**Records provided**.
+++++

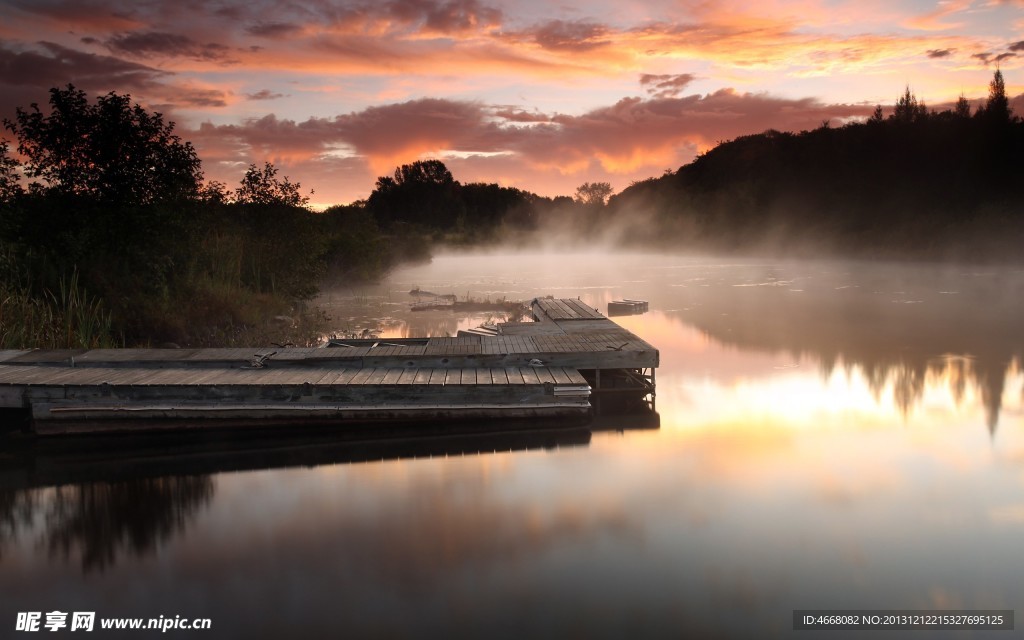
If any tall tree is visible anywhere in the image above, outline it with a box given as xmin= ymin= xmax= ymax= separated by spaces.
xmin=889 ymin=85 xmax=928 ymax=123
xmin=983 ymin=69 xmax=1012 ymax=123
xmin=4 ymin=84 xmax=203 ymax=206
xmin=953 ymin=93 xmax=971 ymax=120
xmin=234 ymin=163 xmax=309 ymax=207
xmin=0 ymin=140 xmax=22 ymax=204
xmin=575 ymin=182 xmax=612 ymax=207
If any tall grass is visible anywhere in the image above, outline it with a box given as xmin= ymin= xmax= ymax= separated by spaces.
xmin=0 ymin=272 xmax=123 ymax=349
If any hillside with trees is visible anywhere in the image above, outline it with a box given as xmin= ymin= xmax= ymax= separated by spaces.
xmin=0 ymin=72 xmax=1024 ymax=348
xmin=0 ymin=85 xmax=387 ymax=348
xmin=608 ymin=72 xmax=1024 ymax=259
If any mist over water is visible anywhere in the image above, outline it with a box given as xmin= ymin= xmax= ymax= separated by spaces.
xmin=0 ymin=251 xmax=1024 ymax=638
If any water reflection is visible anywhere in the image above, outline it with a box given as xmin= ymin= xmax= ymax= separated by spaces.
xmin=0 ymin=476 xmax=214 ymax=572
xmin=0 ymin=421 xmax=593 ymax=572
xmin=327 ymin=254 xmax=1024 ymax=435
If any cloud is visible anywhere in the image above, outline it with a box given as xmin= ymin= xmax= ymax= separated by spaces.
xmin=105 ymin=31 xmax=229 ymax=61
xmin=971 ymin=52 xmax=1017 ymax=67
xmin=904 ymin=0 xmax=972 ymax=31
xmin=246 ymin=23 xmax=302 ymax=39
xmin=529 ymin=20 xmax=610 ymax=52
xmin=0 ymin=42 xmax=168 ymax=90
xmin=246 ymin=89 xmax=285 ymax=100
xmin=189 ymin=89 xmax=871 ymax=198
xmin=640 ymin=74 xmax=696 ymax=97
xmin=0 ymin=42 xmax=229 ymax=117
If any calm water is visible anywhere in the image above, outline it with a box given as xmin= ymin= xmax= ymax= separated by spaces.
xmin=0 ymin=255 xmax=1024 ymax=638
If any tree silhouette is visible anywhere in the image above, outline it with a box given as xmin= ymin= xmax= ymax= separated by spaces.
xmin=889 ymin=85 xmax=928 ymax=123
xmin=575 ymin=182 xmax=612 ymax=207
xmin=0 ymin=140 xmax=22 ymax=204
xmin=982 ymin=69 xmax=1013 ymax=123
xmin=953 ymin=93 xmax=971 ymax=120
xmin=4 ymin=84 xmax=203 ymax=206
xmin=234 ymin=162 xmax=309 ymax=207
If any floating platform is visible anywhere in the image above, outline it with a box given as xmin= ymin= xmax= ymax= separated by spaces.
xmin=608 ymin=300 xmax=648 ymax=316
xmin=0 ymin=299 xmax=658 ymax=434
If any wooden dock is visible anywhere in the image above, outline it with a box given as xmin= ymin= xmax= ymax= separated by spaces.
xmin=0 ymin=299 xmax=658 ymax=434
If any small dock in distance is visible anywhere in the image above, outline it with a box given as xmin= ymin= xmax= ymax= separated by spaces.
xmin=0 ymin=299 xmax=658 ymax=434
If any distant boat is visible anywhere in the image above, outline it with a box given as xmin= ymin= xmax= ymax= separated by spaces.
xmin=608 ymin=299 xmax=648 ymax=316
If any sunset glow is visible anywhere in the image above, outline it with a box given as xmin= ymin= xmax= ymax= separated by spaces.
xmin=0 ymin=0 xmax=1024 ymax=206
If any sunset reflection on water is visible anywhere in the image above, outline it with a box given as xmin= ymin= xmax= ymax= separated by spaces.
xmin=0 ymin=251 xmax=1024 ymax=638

+++++

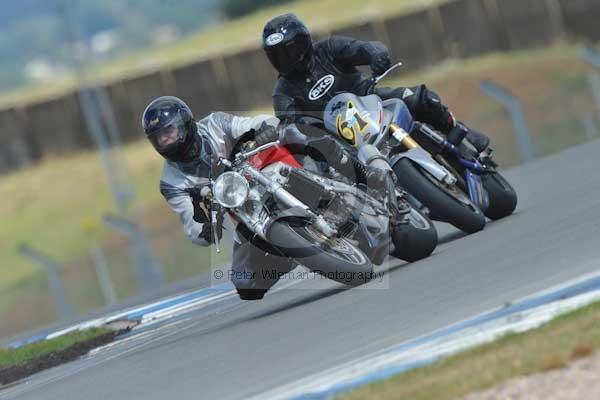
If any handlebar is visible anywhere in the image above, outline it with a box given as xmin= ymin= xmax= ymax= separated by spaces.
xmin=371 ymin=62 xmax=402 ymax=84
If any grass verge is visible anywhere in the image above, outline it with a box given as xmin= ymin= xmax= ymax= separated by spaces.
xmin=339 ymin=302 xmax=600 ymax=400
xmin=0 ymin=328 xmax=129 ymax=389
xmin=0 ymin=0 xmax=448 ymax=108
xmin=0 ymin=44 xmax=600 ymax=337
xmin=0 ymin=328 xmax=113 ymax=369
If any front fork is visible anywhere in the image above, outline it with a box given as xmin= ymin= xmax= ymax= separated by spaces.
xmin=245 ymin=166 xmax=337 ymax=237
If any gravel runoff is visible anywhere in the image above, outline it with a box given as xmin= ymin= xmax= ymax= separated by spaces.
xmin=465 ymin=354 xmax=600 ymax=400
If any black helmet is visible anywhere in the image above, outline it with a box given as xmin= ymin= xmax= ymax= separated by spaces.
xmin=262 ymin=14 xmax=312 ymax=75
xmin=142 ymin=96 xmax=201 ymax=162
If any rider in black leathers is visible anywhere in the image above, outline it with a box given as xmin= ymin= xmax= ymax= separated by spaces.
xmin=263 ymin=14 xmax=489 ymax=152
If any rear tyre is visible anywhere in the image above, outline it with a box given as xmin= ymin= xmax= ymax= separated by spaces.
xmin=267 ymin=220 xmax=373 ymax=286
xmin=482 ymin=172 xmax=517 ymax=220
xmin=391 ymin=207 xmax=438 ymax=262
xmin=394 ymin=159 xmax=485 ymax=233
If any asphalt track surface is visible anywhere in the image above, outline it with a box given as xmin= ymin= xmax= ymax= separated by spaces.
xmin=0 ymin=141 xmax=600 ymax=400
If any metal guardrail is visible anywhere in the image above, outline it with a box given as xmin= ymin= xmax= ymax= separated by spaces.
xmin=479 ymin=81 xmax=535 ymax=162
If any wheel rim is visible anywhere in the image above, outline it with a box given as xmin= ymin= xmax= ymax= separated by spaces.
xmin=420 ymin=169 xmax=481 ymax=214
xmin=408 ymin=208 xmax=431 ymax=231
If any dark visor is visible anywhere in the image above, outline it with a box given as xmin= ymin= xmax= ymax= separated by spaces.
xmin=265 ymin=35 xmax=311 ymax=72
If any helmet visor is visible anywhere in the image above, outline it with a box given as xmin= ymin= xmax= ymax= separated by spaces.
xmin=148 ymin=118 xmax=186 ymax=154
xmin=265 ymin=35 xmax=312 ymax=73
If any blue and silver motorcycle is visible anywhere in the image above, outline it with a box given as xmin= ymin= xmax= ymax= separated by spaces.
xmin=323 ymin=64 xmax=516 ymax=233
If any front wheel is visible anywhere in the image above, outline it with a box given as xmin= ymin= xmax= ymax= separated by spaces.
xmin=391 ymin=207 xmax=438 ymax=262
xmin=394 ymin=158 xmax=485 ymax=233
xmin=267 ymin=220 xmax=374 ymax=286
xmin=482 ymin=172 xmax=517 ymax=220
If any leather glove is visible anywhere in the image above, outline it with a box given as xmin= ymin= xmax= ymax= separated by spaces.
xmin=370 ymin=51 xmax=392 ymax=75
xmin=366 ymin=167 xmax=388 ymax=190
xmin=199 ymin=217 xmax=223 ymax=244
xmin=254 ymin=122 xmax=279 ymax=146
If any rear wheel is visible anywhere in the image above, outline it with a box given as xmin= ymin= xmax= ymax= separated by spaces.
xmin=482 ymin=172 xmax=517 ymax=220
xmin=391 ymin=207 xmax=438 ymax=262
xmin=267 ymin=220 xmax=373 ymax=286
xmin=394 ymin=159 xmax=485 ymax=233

+++++

**The exercise**. Could you pull the lines out of the items above word for word, starting at the line that has "If any hillside" and stopping after the line that has "xmin=327 ymin=254 xmax=1024 ymax=435"?

**Final result**.
If any hillside with trees is visible anywhere in the image above, outline it with a box given as xmin= ymin= xmax= ymax= separated by spaces.
xmin=0 ymin=72 xmax=1024 ymax=348
xmin=0 ymin=85 xmax=387 ymax=348
xmin=608 ymin=72 xmax=1024 ymax=259
If any mist over water is visible anywhere in the image above, outline it with a box given as xmin= ymin= xmax= ymax= separated by spaces.
xmin=0 ymin=251 xmax=1024 ymax=638
If any water reflection is visible anywhere in the image above, outline it with a box given as xmin= ymin= xmax= ymax= separated by spaces.
xmin=0 ymin=476 xmax=214 ymax=572
xmin=0 ymin=421 xmax=593 ymax=572
xmin=327 ymin=254 xmax=1024 ymax=435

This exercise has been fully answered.